[Opening EXERCISE MATERIAL section]

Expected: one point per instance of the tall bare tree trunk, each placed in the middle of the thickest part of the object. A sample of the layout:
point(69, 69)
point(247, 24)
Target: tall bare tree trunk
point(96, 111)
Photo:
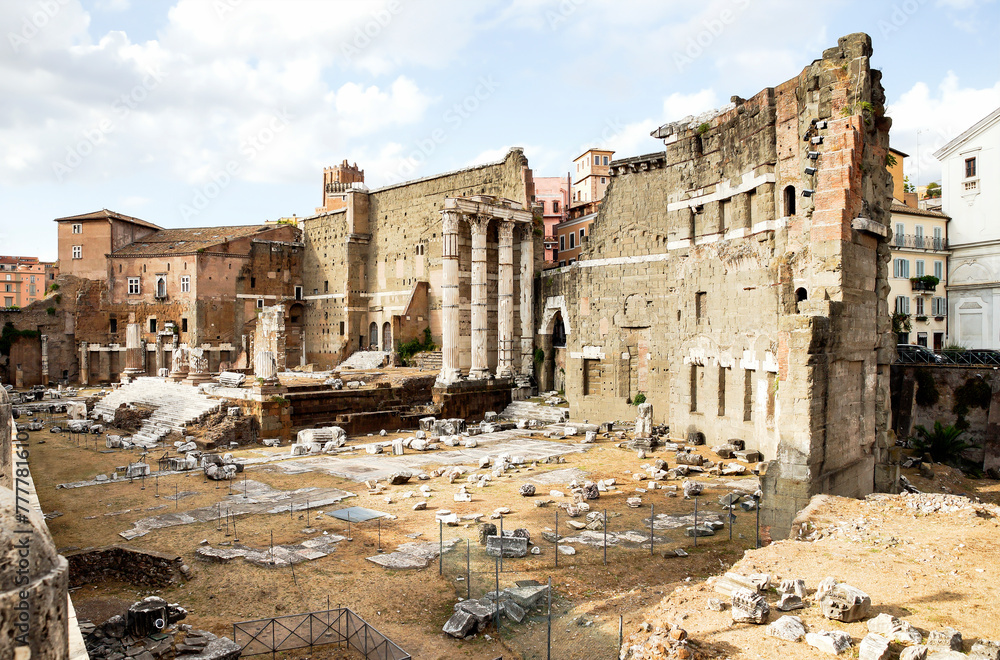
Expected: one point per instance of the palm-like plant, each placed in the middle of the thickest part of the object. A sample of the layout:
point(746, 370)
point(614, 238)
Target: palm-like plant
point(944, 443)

[Closing EXERCISE MATERIAL section]
[Opening EXERCISE MATERIAL section]

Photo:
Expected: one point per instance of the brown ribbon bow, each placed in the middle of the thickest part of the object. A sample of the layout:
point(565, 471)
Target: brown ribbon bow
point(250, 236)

[Closing EXERCISE MATERIAL section]
[Opening EXERCISE MATERIAL section]

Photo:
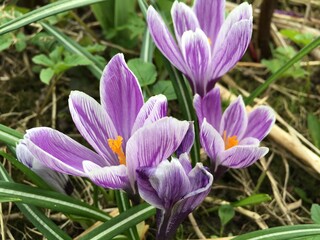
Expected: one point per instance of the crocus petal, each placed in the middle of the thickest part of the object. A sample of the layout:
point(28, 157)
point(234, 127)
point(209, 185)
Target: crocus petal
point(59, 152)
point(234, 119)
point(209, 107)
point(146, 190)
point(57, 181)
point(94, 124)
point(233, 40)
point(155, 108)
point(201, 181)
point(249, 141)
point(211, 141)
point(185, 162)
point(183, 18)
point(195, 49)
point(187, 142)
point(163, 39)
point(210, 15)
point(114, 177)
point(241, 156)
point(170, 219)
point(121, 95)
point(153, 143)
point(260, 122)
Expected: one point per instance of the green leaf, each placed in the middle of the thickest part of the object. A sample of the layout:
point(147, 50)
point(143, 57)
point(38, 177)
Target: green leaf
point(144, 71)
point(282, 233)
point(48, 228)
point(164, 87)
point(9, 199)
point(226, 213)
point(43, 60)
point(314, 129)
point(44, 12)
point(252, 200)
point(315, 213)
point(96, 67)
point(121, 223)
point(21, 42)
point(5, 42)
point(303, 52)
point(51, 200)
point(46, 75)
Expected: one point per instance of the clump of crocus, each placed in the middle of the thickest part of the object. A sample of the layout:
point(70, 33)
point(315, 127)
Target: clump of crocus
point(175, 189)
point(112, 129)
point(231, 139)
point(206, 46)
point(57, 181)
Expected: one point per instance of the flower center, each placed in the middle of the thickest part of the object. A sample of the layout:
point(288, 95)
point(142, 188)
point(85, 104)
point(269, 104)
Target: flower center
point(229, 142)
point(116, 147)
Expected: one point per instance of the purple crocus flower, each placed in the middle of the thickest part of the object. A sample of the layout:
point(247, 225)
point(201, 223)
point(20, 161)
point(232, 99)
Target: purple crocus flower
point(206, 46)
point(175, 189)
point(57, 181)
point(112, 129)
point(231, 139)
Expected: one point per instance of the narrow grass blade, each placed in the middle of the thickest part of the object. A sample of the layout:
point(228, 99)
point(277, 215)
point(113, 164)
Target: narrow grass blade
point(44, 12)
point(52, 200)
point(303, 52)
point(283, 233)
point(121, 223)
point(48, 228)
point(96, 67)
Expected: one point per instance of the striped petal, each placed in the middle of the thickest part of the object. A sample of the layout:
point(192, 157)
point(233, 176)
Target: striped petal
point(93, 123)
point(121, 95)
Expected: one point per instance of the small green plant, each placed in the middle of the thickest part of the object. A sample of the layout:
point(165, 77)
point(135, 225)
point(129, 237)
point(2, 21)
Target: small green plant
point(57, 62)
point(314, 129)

[Closing EXERCISE MATERIAL section]

» TASK DESCRIPTION:
Starting at the line above that contains "Target: green leaf", write out each line exactly until the line that contains "point(20, 161)" has been written, and stop there.

» TASK RESPONSE:
Target: green leaf
point(144, 71)
point(282, 233)
point(48, 228)
point(164, 87)
point(9, 199)
point(226, 213)
point(43, 60)
point(314, 129)
point(44, 12)
point(252, 200)
point(315, 213)
point(96, 67)
point(121, 223)
point(21, 42)
point(5, 42)
point(303, 52)
point(51, 200)
point(46, 75)
Expected: one point per instance of the clump of crocus, each placed in the middle of the thickest part of the object. A sample of the layout:
point(70, 33)
point(315, 127)
Target: clump of crocus
point(175, 189)
point(112, 129)
point(231, 139)
point(206, 46)
point(57, 181)
Expected: one point per instance of the flower center, each placed in the middle of the thickest part of the object. A sample of the layout:
point(288, 95)
point(142, 188)
point(85, 104)
point(269, 104)
Target: flower center
point(229, 142)
point(116, 147)
Expected: one point per instance of the purple crocus flower, each placed in the middle of the thickest part of the object. A sample of the layout:
point(247, 225)
point(201, 223)
point(20, 161)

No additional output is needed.